PROBLEM TO WORK ON: Transcribe only the part of the material below that begins at the line containing "557, row 179." and ends at the line containing "486, row 103.", with both kept and images left out.

SOURCE RECORDS:
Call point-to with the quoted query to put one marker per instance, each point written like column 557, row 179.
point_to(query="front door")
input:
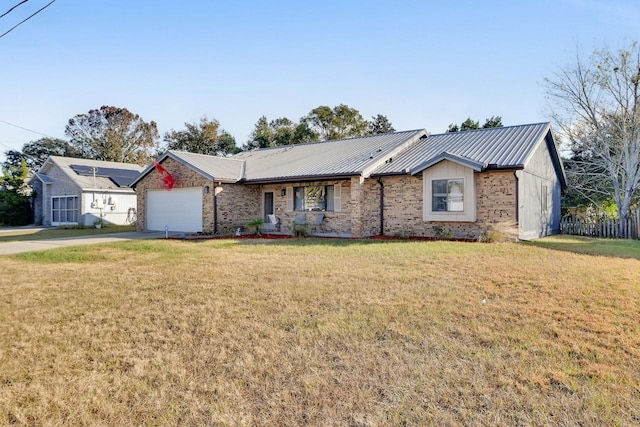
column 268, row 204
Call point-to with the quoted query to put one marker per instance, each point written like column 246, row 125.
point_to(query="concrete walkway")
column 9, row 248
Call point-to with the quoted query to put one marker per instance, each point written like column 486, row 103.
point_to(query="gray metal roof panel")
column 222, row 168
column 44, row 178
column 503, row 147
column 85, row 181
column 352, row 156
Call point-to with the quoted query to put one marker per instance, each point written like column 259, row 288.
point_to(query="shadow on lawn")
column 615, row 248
* * *
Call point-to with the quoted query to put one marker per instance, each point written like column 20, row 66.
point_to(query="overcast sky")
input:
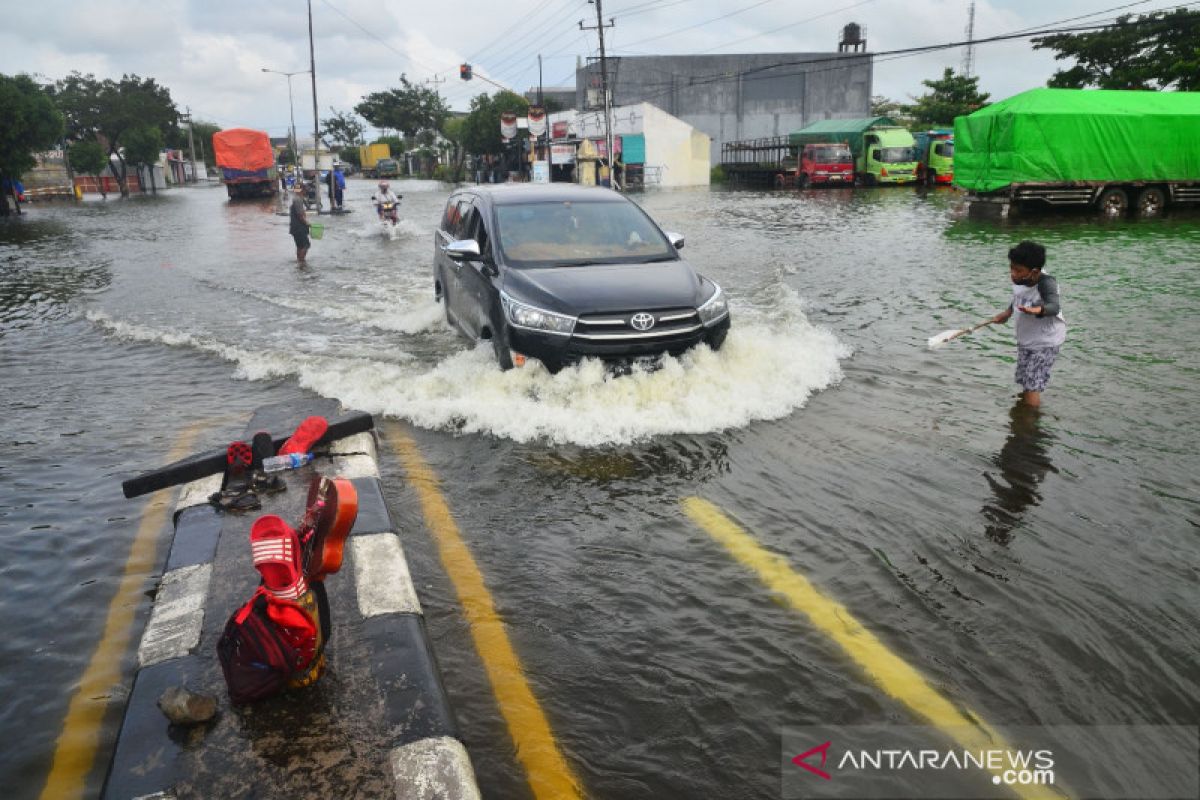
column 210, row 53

EXERCISE ANSWER:
Call point-to with the quoted query to put one marker per instance, each point written like column 557, row 179.
point_to(query="front door")
input:
column 268, row 204
Call point-to with the quoted query to put one marker per instance, each point written like column 246, row 125.
point_to(query="concrete walkway")
column 9, row 248
Call point-to with the quoted query to put one marker per instance, each point written like column 486, row 103.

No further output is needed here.